* PROBLEM SET *
a - In the passage on Jane Avril, condense the paragraph beginning "Jane Avril, one of Toulouse-Lautrec's favourite dancers" into a short bulleted list that keeps its main facts.
b - Carry on the passage on Jane Avril from the point where it ends.

* PASSAGE TO READ *
*** Begin section ***

L’Optimisme

Jane Avril at the NGA

L’Optimisme

A presentation on the life of Jane Avril by Zsuzsi Soboslay [accompanied by Chrissie Shaw].

Jane Avril, one of Toulouse-Lautrec’s favourite dancers and models, suffered from a movement disorder known as St Vitus’ Dance [Sydenham’s Chorea], most possibly triggered by the beatings she suffered as a child. She claimed dancing ‘healed’ her, and on her discharge from Paris’s Saltpetriere asylum at the age of 16, she worked numerous day jobs whilst performing in cabarets at night. Dubbed ‘ethereal’, ‘magnetic’ and ‘like dynamite’, she became an astute business woman, star attraction and revered performer. Her story is one of triumph against the odds and the value of individual difference.

*** End section ***

* INFORMATION SHOWN *
*** Begin section ***

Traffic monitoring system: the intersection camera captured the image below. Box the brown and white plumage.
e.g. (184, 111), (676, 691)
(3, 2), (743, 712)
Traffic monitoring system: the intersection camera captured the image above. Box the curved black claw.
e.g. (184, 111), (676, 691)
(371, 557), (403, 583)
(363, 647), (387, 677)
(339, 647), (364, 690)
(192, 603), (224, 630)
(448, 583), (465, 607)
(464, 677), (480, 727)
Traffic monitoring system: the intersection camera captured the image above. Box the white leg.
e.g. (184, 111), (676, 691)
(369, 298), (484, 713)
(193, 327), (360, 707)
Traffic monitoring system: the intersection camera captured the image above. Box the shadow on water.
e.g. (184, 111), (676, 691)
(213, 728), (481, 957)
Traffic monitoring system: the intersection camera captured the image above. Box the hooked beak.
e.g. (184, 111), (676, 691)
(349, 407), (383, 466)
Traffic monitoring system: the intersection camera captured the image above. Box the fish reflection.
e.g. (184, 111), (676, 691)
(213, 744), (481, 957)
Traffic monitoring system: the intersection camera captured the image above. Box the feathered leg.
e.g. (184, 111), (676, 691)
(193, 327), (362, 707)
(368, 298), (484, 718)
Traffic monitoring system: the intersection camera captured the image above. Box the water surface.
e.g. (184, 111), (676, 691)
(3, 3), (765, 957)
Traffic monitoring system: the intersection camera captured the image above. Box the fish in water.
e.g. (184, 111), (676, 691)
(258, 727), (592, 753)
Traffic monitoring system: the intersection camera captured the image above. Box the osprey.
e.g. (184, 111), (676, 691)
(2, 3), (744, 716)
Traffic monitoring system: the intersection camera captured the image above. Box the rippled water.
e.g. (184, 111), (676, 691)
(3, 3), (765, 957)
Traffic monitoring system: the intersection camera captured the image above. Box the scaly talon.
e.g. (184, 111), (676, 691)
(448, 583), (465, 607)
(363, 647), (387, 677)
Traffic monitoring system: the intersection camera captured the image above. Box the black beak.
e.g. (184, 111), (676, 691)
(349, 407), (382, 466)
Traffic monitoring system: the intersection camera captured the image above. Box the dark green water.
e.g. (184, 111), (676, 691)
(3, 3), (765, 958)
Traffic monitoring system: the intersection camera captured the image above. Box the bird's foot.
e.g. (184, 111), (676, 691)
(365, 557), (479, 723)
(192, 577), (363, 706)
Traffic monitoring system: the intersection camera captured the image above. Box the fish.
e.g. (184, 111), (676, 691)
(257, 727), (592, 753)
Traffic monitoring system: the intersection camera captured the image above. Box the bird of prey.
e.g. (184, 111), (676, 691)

*** End section ***

* ANSWERS BY ITEM NUMBER *
a -
- Jane Avril was one of Toulouse-Lautrec's favorite dancers and models.
- She had St Vitus' Dance (Sydenham's Chorea), a movement disorder most likely triggered by beatings she suffered as a child.
- She claimed dancing "healed" her.
- After leaving Paris's Saltpetriere asylum at 16, she worked day jobs and performed in cabarets at night.
- Called "ethereal," "magnetic" and "like dynamite," she became a shrewd businesswoman, a star attraction and a revered performer.
- Her story shows triumph against the odds and the value of individual difference.

b -
Performed at the National Gallery of Australia, during their Enlighten Festival, March 2013; repeat performance/presentation during DANscienCE Week at the CSIRO Discovery Centre, August 10, 2013, including a discussion of life in an asylum in C19th Paris, the stigma of disability, mapping disease via science and art, and cures for chorea and related disorders. INcludes songs by Aristide Bruant, sung by Zsuzsi with Chrissie Shaw, who also accompanies on piano accordion.

Images courtesy National Gallery of Australia

DANscienCE Week (August, 2013) was curated by Liz Lea, AD Liz Lea Dance (UK) and Canberra Dance Theatre, and Cris Kennedy (CSIRO).